── Material for this exercise ──

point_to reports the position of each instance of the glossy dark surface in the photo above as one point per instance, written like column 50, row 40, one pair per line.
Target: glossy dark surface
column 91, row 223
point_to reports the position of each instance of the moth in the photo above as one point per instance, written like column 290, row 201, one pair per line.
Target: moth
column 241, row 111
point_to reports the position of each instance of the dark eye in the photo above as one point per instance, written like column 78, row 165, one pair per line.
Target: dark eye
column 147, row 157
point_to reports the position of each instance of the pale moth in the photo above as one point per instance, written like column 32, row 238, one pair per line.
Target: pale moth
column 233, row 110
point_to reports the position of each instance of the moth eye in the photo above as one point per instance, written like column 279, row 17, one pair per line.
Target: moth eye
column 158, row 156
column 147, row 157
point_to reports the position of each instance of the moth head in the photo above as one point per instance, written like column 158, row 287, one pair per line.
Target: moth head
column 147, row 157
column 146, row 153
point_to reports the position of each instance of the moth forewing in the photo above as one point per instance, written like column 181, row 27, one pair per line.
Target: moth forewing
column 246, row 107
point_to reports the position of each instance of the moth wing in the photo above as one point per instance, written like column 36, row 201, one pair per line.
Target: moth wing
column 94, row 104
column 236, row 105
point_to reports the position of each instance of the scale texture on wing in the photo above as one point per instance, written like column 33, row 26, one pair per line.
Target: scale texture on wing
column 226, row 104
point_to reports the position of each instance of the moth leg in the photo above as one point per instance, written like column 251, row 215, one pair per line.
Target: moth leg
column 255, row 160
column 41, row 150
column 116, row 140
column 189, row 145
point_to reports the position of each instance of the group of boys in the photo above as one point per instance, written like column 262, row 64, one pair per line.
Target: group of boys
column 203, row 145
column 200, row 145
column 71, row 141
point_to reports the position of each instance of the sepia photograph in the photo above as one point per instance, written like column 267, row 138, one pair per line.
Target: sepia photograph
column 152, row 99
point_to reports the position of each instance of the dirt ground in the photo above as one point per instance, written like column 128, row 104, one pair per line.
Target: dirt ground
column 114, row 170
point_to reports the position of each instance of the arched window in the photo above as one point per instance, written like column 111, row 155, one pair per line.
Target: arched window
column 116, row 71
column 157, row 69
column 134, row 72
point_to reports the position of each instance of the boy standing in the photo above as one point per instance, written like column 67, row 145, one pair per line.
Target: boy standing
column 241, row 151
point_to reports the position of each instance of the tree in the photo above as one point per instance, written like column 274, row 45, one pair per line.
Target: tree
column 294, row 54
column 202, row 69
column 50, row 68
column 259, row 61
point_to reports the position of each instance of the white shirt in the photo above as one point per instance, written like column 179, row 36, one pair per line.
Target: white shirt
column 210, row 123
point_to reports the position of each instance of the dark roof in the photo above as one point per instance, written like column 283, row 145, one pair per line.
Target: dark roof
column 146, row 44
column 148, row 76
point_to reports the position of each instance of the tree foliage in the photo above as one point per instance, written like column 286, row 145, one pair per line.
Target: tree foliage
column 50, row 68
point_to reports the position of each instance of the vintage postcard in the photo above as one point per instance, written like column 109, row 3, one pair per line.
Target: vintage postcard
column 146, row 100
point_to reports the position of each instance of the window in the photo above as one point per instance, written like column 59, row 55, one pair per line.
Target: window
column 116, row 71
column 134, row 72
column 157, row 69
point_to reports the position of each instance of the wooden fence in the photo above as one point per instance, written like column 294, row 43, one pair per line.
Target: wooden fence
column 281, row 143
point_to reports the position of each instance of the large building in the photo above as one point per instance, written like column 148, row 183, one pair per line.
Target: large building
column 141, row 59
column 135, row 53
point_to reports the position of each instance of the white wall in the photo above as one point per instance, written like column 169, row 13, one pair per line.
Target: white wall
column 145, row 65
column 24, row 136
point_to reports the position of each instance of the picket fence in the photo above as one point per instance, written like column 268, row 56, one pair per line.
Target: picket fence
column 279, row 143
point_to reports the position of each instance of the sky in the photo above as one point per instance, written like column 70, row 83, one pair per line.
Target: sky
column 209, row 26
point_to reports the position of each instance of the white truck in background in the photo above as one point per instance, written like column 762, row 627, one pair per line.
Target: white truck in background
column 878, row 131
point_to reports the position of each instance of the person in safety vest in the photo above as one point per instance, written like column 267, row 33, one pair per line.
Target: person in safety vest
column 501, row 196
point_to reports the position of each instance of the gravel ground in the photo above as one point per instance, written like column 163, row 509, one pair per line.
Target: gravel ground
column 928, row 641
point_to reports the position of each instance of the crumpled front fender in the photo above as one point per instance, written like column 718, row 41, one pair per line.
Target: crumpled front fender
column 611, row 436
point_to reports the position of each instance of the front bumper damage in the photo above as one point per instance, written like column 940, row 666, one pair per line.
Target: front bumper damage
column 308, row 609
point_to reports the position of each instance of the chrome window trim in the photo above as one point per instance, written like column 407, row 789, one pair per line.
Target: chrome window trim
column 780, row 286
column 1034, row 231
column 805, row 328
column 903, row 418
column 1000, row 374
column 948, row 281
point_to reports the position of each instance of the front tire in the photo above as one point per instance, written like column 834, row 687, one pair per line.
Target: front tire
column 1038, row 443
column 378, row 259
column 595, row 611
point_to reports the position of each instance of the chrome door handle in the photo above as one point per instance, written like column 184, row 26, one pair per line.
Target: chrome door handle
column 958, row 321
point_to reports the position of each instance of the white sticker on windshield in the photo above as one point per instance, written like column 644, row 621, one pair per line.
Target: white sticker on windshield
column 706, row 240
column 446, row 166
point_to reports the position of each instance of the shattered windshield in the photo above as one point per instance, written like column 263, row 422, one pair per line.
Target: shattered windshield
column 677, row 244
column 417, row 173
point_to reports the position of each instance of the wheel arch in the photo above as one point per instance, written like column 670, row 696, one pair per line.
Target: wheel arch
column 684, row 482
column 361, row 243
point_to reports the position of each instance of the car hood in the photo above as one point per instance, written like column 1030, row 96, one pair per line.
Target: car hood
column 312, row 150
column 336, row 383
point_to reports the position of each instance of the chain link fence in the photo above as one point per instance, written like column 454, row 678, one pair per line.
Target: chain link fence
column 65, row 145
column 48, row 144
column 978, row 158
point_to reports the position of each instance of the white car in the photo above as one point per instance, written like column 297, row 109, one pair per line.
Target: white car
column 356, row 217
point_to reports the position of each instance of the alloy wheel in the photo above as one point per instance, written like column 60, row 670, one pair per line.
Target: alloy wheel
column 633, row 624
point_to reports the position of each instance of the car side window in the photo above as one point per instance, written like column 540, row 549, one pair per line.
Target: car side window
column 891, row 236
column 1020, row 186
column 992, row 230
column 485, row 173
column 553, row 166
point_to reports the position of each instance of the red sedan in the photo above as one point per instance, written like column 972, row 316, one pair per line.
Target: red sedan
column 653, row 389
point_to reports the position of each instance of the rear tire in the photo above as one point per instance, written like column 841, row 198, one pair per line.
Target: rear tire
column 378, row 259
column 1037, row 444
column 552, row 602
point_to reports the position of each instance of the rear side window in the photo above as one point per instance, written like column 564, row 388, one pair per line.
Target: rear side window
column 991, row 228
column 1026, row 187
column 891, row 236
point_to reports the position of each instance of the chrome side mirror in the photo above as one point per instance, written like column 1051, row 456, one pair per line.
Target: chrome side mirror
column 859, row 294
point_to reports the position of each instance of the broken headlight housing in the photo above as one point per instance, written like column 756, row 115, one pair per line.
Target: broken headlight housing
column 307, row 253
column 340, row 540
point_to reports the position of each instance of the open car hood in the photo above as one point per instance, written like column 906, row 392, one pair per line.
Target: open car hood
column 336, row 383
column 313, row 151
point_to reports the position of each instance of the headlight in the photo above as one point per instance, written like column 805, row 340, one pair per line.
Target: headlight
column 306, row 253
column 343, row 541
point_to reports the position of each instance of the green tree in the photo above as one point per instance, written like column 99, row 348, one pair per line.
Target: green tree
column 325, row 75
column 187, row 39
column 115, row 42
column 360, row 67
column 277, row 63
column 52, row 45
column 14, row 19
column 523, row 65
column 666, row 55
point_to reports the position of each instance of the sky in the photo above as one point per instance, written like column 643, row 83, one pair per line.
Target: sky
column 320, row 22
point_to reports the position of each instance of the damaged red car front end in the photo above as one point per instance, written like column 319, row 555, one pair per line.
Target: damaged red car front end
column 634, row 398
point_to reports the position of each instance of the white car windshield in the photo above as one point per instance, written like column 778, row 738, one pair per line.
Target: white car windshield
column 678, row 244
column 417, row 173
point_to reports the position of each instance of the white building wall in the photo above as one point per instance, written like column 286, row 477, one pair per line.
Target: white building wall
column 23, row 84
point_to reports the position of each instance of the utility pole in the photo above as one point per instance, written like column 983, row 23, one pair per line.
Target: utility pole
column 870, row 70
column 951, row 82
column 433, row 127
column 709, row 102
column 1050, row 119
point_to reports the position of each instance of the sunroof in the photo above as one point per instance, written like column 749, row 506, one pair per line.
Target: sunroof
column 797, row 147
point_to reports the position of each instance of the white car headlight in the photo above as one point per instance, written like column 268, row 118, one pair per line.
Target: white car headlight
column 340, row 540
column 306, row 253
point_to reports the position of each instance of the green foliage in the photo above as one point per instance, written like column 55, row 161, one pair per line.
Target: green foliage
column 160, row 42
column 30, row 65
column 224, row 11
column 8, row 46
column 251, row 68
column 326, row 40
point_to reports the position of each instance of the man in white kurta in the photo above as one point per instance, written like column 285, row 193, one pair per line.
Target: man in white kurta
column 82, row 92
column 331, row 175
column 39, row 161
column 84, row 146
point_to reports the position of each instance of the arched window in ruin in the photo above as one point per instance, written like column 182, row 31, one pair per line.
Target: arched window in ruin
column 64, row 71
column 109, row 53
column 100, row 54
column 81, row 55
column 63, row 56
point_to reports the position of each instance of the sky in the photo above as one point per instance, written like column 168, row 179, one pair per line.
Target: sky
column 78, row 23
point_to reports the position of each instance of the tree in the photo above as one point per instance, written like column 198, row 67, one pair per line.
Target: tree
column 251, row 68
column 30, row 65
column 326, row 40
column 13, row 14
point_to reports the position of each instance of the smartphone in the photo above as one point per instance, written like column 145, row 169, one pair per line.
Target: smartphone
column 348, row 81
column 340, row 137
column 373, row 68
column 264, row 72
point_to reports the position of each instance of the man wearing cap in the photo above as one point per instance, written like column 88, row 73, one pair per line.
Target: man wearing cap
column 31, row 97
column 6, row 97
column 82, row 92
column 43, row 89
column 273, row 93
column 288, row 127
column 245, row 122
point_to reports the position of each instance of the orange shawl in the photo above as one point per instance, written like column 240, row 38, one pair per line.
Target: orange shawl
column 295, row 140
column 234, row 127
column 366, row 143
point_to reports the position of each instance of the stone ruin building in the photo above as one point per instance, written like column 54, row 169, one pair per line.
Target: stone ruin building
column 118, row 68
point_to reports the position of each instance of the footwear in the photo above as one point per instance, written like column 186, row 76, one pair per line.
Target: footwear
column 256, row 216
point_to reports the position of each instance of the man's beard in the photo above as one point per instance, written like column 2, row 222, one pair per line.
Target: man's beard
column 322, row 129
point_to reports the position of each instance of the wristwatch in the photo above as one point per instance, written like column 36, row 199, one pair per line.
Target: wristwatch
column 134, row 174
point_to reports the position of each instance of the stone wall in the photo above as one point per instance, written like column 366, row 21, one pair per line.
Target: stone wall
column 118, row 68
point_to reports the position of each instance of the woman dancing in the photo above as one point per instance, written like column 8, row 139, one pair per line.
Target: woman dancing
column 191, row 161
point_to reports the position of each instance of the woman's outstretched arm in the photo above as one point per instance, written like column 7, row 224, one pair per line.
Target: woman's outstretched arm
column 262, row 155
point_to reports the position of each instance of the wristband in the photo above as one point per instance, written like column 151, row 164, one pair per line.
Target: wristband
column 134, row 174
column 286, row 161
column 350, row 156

───

Exercise aim →
Quote the data above from the line containing "Target: utility pole" to the line containing "point_to reports the position of each instance of the smartphone", inclusive, and stop.

Result of this task →
Target: utility pole
column 870, row 70
column 951, row 82
column 433, row 127
column 709, row 102
column 1050, row 119
point_to reports the position of each instance of the sunroof in the photo above as one point per instance, written like column 749, row 506, one pair per line.
Target: sunroof
column 797, row 147
point_to reports the position of each instance of the white car headlight in the photo above as one point per instance, written like column 268, row 118, one pair per line.
Target: white car headlight
column 340, row 540
column 306, row 253
point_to reports the position of each instance of the green foliage in the photo above as one point per instance, written like column 55, row 161, one pair per line.
Target: green foliage
column 160, row 42
column 30, row 65
column 224, row 11
column 8, row 46
column 251, row 68
column 326, row 40
point_to reports the position of each instance of the man in white kurta in the photo above as one point per instance, written like column 285, row 193, one pair per line.
Target: man in white kurta
column 82, row 92
column 331, row 175
column 39, row 161
column 84, row 146
point_to reports the position of each instance of the arched window in ruin in the photo above as one point per instance, written like column 182, row 31, one pair per line.
Target: arched window in ruin
column 64, row 71
column 109, row 53
column 100, row 54
column 81, row 55
column 63, row 56
point_to reports the position of each instance of the sky in the photo above as one point per instance, written like column 168, row 179, one pair per line.
Target: sky
column 78, row 23
point_to reports the position of each instance of the tree in the photo above as one point per instance, written like column 198, row 67, one pair per line.
Target: tree
column 251, row 68
column 30, row 65
column 326, row 40
column 13, row 14
point_to reports the position of each instance of the smartphone in the photo above as one point per instance, written like column 145, row 169, one pair per line.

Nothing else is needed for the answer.